Examining how values are distributed within a set of data, in other words its frequency distribution, is an important (albeit oft neglected) first step in analyzing that data:

1. Its frequency distribution will often indicate which is the most appropriate measure of location to use. For example, the arithmetic mean provides a suitable summary measure if values are distributed symmetrically, but if those values are skewed the geometric mean or median may be better.
2. It can be used in the process of data verification - in order to show up 'odd' points for special attention.
3. It can expose polymodal distributions, and enable you to assess any criteria used to divide them.
4. The frequency distribution of data may determine the most appropriate type of statistical analysis.
• Less obviously perhaps, understanding frequency distributions is central to interpreting the behaviour of statistics - and understanding statistical inference.

Given their importance, many ways have been developed to view and quantify how values are distributed. Perhaps the simplest approach is to plot the observations as shown below.

The value of every observation (the x-axis) is shown by a point. For obvious reasons, this type of dot plot is known as a rugplot - the graph's y-axis is not labelled because it does not vary, so conveys no information. Note, it is sometimes convenient to transpose these axes.

These simple rugplots work very well if there are relatively few observations, and their values are not too similar. For example we can see that the mice weights were (more or less) symmetrically distributed around a weight of 20 g, whilst the distribution of parasite numbers is much more skewed. As we increase the number of observations - and in particular the number of ties - our simple display method is no longer adequate. Only about 20 of the 30 cow weights have been displayed because of tied values. This problem gets much worse in the fourth plot where we have lost most of the information contained in the raw data.

Where there are many observations the conventional approach is to subdivide the distribution into classes of similar values, and sum the frequencies within each class. Since this is currently the most popular approach, and its reasoning is closely linked to conventional statistical analysis, we consider that approach first. We have summarized the main approaches here.  ### Class-intervals and histograms

Conventional methods require one or more predefined (arbitrary) breakpoints to divide all the values into non-overlapping class-intervals or bins - producing, for example a frequency table, bar diagram or histogram. Since the number of values in each group are summed or averaged, narrow intervals reveal the most detail about the distribution.
────────────────────
- [EXERCISE 1]: Reproduce word for word the stretch of the passage on frequency distributions from "Examining how values" through "of statistical analysis.".
- [EXERCISE 2]: Summarize the passage on frequency distributions in two sentences.
The items after this passage are not needed.

Dataset entries
────────────────────
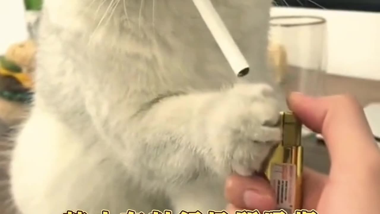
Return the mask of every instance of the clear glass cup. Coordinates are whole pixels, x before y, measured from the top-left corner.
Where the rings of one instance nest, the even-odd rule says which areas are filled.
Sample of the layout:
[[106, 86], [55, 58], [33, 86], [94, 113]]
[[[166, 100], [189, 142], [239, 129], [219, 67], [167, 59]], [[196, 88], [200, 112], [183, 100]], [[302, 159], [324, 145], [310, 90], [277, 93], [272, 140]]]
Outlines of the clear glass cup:
[[[273, 66], [275, 82], [284, 95], [291, 91], [314, 96], [325, 95], [326, 28], [326, 20], [321, 17], [271, 18], [270, 64]], [[306, 127], [302, 129], [303, 135], [312, 133]]]
[[285, 94], [299, 91], [324, 94], [326, 73], [326, 21], [306, 16], [272, 17], [269, 53], [274, 77]]

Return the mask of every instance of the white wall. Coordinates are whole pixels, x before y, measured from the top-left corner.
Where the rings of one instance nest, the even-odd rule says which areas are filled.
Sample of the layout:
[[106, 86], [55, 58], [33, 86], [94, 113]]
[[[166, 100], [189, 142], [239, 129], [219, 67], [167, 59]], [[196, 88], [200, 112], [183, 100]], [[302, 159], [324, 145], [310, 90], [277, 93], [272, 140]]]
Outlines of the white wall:
[[28, 38], [23, 0], [0, 0], [0, 55]]
[[271, 14], [324, 17], [328, 73], [380, 80], [380, 13], [275, 7]]

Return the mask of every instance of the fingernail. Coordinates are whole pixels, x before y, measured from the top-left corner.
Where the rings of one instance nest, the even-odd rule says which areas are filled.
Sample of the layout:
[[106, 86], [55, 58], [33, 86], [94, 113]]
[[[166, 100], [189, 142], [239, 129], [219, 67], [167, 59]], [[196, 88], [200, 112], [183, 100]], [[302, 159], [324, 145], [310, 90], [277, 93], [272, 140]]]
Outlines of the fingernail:
[[243, 195], [243, 200], [247, 208], [253, 208], [269, 197], [269, 196], [260, 194], [257, 192], [250, 190], [244, 192]]

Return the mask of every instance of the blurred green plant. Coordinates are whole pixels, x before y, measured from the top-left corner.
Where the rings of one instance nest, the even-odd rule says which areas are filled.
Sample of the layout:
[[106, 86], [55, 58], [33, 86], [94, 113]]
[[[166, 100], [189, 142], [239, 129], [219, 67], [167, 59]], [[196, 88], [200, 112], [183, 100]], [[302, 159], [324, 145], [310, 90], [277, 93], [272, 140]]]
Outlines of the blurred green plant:
[[40, 10], [42, 6], [43, 0], [24, 0], [25, 7], [28, 10]]

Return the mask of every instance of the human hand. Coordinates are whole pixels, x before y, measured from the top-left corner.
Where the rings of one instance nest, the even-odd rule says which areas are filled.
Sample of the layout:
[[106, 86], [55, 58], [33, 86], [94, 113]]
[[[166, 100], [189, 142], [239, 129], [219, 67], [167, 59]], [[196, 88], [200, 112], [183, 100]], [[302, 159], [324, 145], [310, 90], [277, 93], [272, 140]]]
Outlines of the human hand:
[[[297, 93], [288, 103], [304, 124], [323, 135], [331, 162], [328, 176], [305, 169], [302, 208], [321, 214], [379, 213], [380, 150], [360, 105], [348, 96], [314, 98]], [[244, 197], [249, 190], [257, 193]], [[263, 179], [231, 176], [225, 193], [230, 213], [275, 209], [274, 193]]]

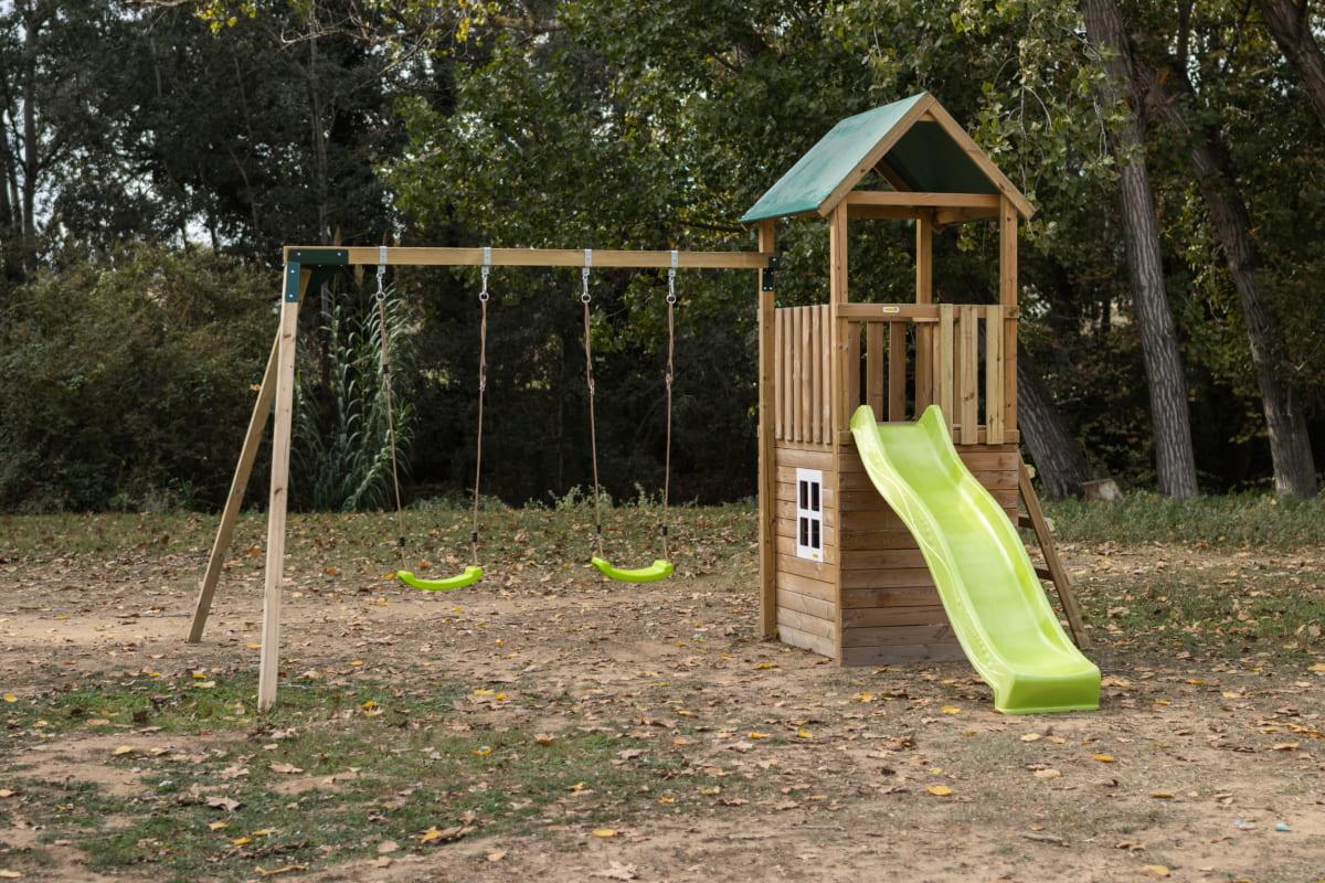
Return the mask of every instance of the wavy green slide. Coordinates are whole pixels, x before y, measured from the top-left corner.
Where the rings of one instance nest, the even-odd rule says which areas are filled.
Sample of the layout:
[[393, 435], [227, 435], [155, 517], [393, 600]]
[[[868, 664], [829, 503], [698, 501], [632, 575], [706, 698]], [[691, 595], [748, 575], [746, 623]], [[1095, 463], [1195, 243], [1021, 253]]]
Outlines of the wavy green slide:
[[930, 405], [914, 424], [851, 418], [865, 471], [920, 545], [957, 639], [1014, 715], [1100, 707], [1100, 670], [1044, 597], [1016, 527], [971, 475]]

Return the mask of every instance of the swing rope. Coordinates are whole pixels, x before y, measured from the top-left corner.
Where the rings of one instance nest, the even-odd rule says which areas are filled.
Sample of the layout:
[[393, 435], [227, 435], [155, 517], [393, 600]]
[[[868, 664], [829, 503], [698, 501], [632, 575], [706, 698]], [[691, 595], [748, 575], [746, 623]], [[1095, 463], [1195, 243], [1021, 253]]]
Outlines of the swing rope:
[[672, 252], [672, 266], [666, 271], [666, 453], [662, 459], [662, 557], [668, 553], [668, 499], [672, 495], [672, 375], [676, 368], [676, 265], [677, 253]]
[[580, 269], [580, 304], [584, 307], [584, 383], [588, 387], [588, 446], [594, 461], [594, 548], [603, 557], [603, 506], [599, 498], [603, 490], [598, 483], [598, 421], [594, 414], [594, 335], [590, 318], [588, 271], [594, 266], [594, 249], [584, 249], [584, 266]]
[[474, 434], [474, 500], [469, 553], [478, 567], [478, 486], [484, 477], [484, 393], [488, 391], [488, 273], [492, 249], [484, 249], [482, 289], [478, 291], [478, 430]]
[[396, 530], [400, 532], [398, 543], [400, 549], [400, 568], [396, 579], [405, 585], [425, 592], [449, 592], [473, 585], [484, 576], [484, 569], [478, 565], [478, 488], [484, 474], [484, 392], [488, 389], [488, 274], [492, 269], [492, 249], [484, 249], [482, 289], [478, 293], [480, 320], [478, 320], [478, 430], [476, 433], [474, 454], [474, 499], [472, 508], [472, 522], [469, 531], [469, 556], [473, 564], [466, 567], [458, 576], [443, 580], [424, 580], [407, 571], [405, 561], [405, 527], [404, 506], [400, 502], [400, 470], [396, 465], [396, 420], [395, 408], [391, 398], [391, 339], [387, 332], [387, 294], [384, 279], [387, 275], [387, 246], [378, 248], [378, 323], [382, 338], [382, 376], [387, 400], [387, 440], [391, 445], [391, 485], [395, 488], [396, 499]]
[[672, 252], [672, 266], [668, 267], [666, 293], [666, 372], [664, 383], [666, 387], [666, 454], [664, 458], [662, 477], [662, 512], [661, 512], [661, 540], [662, 557], [656, 559], [649, 567], [628, 571], [613, 567], [603, 557], [603, 510], [600, 498], [603, 488], [598, 475], [598, 421], [595, 420], [595, 385], [594, 385], [594, 346], [592, 320], [590, 303], [592, 298], [588, 293], [590, 269], [594, 266], [592, 249], [584, 249], [584, 266], [580, 269], [580, 304], [584, 312], [584, 381], [588, 387], [588, 440], [590, 453], [594, 462], [594, 548], [596, 555], [592, 564], [604, 576], [623, 582], [653, 582], [664, 580], [672, 575], [673, 564], [668, 560], [668, 499], [672, 490], [672, 376], [676, 368], [676, 269], [680, 263], [680, 254]]

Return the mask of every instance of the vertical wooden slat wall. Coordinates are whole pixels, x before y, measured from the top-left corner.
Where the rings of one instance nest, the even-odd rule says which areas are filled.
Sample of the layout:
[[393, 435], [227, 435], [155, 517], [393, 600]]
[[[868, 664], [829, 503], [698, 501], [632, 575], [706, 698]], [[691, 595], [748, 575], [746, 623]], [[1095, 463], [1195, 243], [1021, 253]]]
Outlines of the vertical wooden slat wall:
[[[774, 221], [759, 224], [759, 250], [771, 253], [774, 250]], [[770, 277], [771, 279], [771, 277]], [[776, 359], [779, 352], [779, 335], [776, 330], [778, 311], [774, 301], [771, 285], [765, 285], [765, 270], [758, 274], [758, 303], [759, 303], [759, 634], [771, 638], [778, 631], [778, 594], [776, 594], [776, 532], [778, 526], [775, 498], [778, 490], [778, 454], [775, 436], [780, 434], [775, 425], [775, 413], [780, 414], [779, 405], [772, 400], [778, 396], [779, 387], [784, 384], [774, 380], [776, 372]]]
[[1003, 443], [1003, 307], [984, 307], [984, 442]]
[[906, 323], [888, 324], [888, 420], [906, 420]]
────────────────────
- [CORRECT OUTPUT 1]:
Examining how values are distributed within a set of data, in other words its frequency distribution, is an important (albeit oft neglected) first step in analyzing that data:

1. Its frequency distribution will often indicate which is the most appropriate measure of location to use. For example, the arithmetic mean provides a suitable summary measure if values are distributed symmetrically, but if those values are skewed the geometric mean or median may be better.
2. It can be used in the process of data verification - in order to show up 'odd' points for special attention.
3. It can expose polymodal distributions, and enable you to assess any criteria used to divide them.
4. The frequency distribution of data may determine the most appropriate type of statistical analysis.

- [CORRECT OUTPUT 2]: Examining a data set's frequency distribution is an important first step in analysis, since it can indicate the appropriate measure of location and type of statistical analysis, help with data verification, and expose polymodal distributions. Simple rugplots work well when there are few observations with dissimilar values but lose information as observations and ties increase, so with many observations the conventional approach divides the values into class-intervals and sums the frequencies within each.